• The task
Each line of the data needs to be transcribed exactly.
****
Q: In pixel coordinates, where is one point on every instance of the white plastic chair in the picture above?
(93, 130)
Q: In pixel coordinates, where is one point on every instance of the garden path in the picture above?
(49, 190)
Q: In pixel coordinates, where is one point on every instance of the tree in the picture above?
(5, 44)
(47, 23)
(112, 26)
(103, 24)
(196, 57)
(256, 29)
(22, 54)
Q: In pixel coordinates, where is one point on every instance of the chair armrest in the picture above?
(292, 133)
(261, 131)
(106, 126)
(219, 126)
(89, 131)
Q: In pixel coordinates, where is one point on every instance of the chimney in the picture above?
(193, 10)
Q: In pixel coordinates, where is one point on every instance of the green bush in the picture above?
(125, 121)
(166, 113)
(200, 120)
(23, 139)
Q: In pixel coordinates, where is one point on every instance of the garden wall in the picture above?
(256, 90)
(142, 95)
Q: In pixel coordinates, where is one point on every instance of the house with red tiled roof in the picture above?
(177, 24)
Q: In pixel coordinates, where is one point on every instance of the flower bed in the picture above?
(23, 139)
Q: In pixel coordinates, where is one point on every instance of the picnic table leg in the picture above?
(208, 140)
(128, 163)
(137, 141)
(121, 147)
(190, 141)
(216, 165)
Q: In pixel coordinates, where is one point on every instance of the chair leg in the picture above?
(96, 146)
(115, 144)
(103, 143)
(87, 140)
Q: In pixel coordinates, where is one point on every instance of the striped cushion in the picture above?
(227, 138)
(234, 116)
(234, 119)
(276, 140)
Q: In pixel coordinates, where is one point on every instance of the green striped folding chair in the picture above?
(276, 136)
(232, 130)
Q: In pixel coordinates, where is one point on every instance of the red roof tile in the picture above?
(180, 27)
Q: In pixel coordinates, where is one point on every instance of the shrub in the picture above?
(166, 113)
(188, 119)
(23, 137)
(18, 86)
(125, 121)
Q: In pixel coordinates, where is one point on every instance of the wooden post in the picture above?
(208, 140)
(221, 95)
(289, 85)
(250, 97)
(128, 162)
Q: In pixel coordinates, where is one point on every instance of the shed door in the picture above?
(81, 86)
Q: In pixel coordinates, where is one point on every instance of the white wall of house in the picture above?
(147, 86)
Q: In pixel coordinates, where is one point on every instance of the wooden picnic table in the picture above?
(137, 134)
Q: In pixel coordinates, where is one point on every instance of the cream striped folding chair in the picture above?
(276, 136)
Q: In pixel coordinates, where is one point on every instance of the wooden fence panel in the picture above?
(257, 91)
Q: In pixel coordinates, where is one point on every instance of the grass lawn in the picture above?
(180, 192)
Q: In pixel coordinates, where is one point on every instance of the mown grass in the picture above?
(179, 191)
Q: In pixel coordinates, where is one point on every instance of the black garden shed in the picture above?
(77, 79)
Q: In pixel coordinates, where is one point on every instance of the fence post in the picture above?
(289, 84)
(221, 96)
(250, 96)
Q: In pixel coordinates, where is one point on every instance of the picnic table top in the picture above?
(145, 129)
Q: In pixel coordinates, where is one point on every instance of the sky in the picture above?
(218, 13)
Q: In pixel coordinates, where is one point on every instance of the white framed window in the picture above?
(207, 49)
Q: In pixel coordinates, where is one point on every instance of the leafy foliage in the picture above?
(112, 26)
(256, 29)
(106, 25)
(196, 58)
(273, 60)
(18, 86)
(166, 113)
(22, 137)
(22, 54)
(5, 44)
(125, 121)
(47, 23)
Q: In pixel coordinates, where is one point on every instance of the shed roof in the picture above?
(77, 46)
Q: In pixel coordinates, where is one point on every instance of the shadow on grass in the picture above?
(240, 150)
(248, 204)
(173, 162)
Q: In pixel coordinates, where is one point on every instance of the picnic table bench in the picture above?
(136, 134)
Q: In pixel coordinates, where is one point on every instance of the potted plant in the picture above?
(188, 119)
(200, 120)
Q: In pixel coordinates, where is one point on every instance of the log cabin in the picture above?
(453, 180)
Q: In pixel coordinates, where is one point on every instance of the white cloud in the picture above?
****
• Task result
Q: In pixel coordinates, where is one point on every instance of the white plastic chair in the picture above?
(93, 130)
Q: In pixel coordinates, where is one point on every instance of the garden path in the picture above?
(49, 190)
Q: In pixel coordinates, where is one point on every instance of the tree in the picture above?
(5, 44)
(47, 23)
(112, 26)
(103, 24)
(196, 57)
(256, 29)
(22, 54)
Q: In pixel coordinates, where is one point on every instance of the chair armrest in the picture above?
(292, 133)
(261, 131)
(106, 126)
(219, 126)
(89, 131)
Q: In pixel coordinates, where is one point on every instance of the chimney in the picture above?
(193, 10)
Q: In pixel coordinates, where is one point on every instance of the green bush in the picture above?
(125, 121)
(166, 113)
(200, 120)
(23, 139)
Q: In pixel coordinates, where is one point on every instance of the garden wall in the picture above?
(256, 90)
(142, 95)
Q: In pixel coordinates, where is one point on every instance of the house with red tiled roof in the picture above?
(177, 24)
Q: In pixel coordinates, where is one point on every instance of the flower bed in the picture above?
(23, 139)
Q: In pixel coordinates, where is one point on every instance of the picnic table leg in the picture above?
(208, 140)
(128, 163)
(137, 141)
(121, 147)
(190, 141)
(216, 165)
Q: In pixel coordinates, where is one point on every instance of the chair leg in the picture above?
(96, 146)
(115, 144)
(103, 143)
(87, 140)
Q: In pixel coordinates, where is one point on every instance of the striped cushion in the picture above?
(227, 138)
(234, 116)
(234, 119)
(276, 140)
Q: In pixel coordinates, where is one point on every instance of the green striped folding chair in the picture above?
(276, 136)
(232, 130)
Q: In pixel coordinates, where is one point on every instance of the red roof tile in the picture above?
(180, 27)
Q: In pixel coordinates, where is one point on every instance of the shrub in the picture above?
(166, 113)
(188, 119)
(23, 137)
(18, 86)
(125, 121)
Q: In pixel coordinates, where is one point on every instance of the wooden post in the picture above?
(208, 140)
(221, 95)
(289, 85)
(250, 97)
(128, 162)
Q: In pixel coordinates, where is one point on every instance of the shed door in the picture above?
(81, 86)
Q: In pixel coordinates, where is one point on every instance of the white wall of house in the picture above?
(147, 86)
Q: In pixel coordinates, where is one point on every instance of the wooden picnic table in the picture above?
(137, 134)
Q: In pixel coordinates, where is one point on every instance of the cream striped folding chair in the picture above?
(276, 136)
Q: In pixel coordinates, where is one point on every instance of the wooden fence panel in the picture above?
(257, 91)
Q: In pixel coordinates, where is one point on every instance of the grass lawn in the picture above?
(180, 192)
Q: In pixel coordinates, where is one point on every instance of the mown grass in the picture above?
(179, 191)
Q: In pixel coordinates, where is one point on every instance of the black garden shed in the picture above?
(77, 79)
Q: In pixel coordinates, where is one point on every instance of the fence post in the picture above?
(289, 84)
(221, 96)
(250, 96)
Q: In pixel coordinates, where is one point on every instance of the picnic table top in the picture above?
(145, 129)
Q: In pixel coordinates, where is one point on every instance of the sky in the picture above?
(218, 13)
Q: In pixel coordinates, where is one point on every instance of the white framed window in the picture above?
(207, 49)
Q: In pixel coordinates, where is one point on every instance of the leafy foliage in the picture above?
(112, 26)
(256, 29)
(106, 25)
(196, 58)
(273, 60)
(18, 86)
(166, 113)
(22, 137)
(22, 54)
(5, 44)
(125, 121)
(47, 23)
Q: In pixel coordinates, where is one point on every instance of the shed roof in the picture above?
(77, 46)
Q: In pixel coordinates, where is one point on every instance of the shadow on grass in the picture above?
(240, 150)
(248, 204)
(173, 162)
Q: In pixel coordinates, where is one point on every instance of the picnic table bench in the picture above?
(136, 134)
Q: In pixel coordinates, where is one point on every instance of the potted plant in the picture above?
(188, 119)
(200, 120)
Q: In pixel coordinates, where is one point on every instance of the log cabin in the picture above?
(453, 180)
Q: In pixel coordinates, where is one point on every instance of the white cloud in the picture above?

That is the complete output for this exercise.